_Labeled-object pointing entries_:
+===+
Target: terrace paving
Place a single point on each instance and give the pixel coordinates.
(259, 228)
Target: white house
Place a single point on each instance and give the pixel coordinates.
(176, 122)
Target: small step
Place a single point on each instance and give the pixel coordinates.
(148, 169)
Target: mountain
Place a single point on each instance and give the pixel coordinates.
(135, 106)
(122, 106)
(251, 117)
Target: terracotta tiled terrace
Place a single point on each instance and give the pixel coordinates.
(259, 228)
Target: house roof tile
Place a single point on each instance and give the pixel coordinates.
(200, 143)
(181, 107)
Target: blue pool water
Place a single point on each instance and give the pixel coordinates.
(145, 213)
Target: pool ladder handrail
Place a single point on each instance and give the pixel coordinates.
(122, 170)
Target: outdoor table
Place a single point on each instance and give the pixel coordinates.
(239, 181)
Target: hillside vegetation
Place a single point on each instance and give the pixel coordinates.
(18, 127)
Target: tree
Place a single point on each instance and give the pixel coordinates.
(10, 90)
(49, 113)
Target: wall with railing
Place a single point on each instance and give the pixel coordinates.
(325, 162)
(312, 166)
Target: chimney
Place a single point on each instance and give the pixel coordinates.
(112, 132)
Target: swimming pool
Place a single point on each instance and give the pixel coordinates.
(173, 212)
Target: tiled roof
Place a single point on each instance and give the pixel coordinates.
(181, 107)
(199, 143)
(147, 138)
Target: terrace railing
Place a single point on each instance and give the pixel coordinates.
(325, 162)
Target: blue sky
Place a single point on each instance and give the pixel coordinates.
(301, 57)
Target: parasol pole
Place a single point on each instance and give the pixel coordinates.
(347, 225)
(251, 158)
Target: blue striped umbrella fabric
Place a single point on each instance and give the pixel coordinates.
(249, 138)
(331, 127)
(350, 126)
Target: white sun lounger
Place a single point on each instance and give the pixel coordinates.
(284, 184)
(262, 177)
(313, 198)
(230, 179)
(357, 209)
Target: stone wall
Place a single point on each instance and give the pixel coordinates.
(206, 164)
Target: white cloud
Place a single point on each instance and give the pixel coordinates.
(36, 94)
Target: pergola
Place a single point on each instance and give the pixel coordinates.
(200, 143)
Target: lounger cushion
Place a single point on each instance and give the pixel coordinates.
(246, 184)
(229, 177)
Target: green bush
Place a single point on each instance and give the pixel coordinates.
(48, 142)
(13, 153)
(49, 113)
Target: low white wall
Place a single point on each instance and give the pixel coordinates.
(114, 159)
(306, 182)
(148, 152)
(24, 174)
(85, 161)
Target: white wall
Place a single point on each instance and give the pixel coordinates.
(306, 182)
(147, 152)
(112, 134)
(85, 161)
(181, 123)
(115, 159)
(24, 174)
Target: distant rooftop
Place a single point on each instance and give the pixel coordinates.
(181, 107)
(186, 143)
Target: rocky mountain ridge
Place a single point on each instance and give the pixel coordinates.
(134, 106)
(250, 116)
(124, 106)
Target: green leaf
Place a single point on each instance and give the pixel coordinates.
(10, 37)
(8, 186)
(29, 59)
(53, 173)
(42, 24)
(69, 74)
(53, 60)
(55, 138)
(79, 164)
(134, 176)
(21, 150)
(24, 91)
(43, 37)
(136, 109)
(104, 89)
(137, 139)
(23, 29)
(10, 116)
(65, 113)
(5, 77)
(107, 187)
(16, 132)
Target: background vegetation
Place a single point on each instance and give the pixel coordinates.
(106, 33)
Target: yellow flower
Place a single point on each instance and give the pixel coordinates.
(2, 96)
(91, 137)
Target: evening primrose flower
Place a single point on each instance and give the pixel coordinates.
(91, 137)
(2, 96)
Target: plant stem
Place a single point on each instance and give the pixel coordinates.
+===+
_Do this_: Reproduce all of the rows above, substituting "image coordinates" for every occurrence of "pixel coordinates" and changing nothing else.

_In response_:
Target: terrace paving
Place a single point on each instance and give the image coordinates.
(259, 228)
Target: white house
Place a single point on each instance and give the image coordinates.
(176, 122)
Target: small step
Place a single point on each instance and give the image coordinates.
(148, 169)
Target: mountain
Place a single point on each instance and give the image coordinates.
(135, 106)
(122, 106)
(251, 117)
Target: terracotta tiled terrace
Place a single point on each instance and give the image coordinates.
(259, 228)
Target: house roof tile
Place a single point on each instance and give the image coordinates.
(200, 143)
(181, 107)
Target: blue pool water
Place a single point on each instance and give the image coordinates.
(145, 213)
Target: pool ladder handrail
Place a single point on each instance and give the image coordinates.
(122, 170)
Target: outdoor table
Place a single point on each instance and give the image coordinates.
(239, 181)
Target: hillside vegetation
Place a single point on each instance and give the image coordinates.
(18, 127)
Target: tree
Place a single point on each instance and give the image coordinates.
(10, 90)
(49, 113)
Target: wall with railing
Place a single point on each instance and give the image coordinates.
(325, 162)
(312, 166)
Target: chimney
Place a single point on each instance and give the image coordinates.
(112, 132)
Target: swimming pool
Place a single point on each instance and give the image coordinates.
(173, 212)
Target: tiled roof
Place a single point on each instance and give the image coordinates.
(181, 107)
(199, 143)
(147, 138)
Target: terrace railing
Place a single point on each instance and give the image coordinates.
(325, 162)
Target: blue sky
Place a single point on each instance and give the image coordinates.
(301, 57)
Target: parasol pole
Place a single point on each instance and give the image coordinates.
(347, 225)
(251, 158)
Target: blue striped umbrella fabric
Place a single point on each instance and give the image coordinates.
(249, 138)
(331, 127)
(350, 126)
Target: white sun lounger
Place a single point on each instance and give the image coordinates.
(284, 184)
(262, 177)
(313, 198)
(230, 179)
(357, 209)
Target: stone wall
Place a single point on each instance and give the image coordinates.
(206, 164)
Target: white cloud
Place a single point on each instance and give the image coordinates.
(36, 94)
Target: pergola
Place a single point on each instance and give the image coordinates.
(200, 143)
Target: lounger cushion
Place a single point on each instance and give the image coordinates.
(246, 184)
(229, 177)
Target: green bush
Place a single point on each instance and give the image coordinates.
(48, 142)
(13, 153)
(49, 113)
Target: low white wall
Place a single point on each instance and give the image coordinates.
(114, 159)
(306, 182)
(148, 152)
(24, 174)
(85, 161)
Target: white wall
Place a single point on each instance and give the image coordinates.
(306, 182)
(147, 152)
(112, 134)
(85, 161)
(181, 123)
(115, 159)
(24, 174)
Target: distant rooftop
Place a single point on each instance and give the image coordinates.
(181, 107)
(186, 143)
Target: rocky mountain ridge
Place a single point on each instance and give the image coordinates.
(134, 106)
(250, 116)
(124, 106)
Target: green leaf
Place a single point on each instance and give the image coordinates.
(10, 37)
(8, 186)
(29, 59)
(53, 173)
(42, 24)
(69, 74)
(53, 60)
(55, 138)
(79, 164)
(134, 176)
(21, 150)
(24, 91)
(43, 37)
(136, 109)
(104, 89)
(137, 139)
(23, 29)
(10, 116)
(65, 113)
(5, 77)
(107, 187)
(16, 132)
Target: background vegetation
Place a single point on each instance and give the image coordinates.
(106, 33)
Target: yellow flower
Place a single point on each instance and give the image coordinates.
(2, 96)
(91, 137)
Target: evening primrose flower
Place a single point on each instance and give the image coordinates.
(91, 137)
(2, 96)
Target: plant stem
Place a single point on each instance and give the image coordinates.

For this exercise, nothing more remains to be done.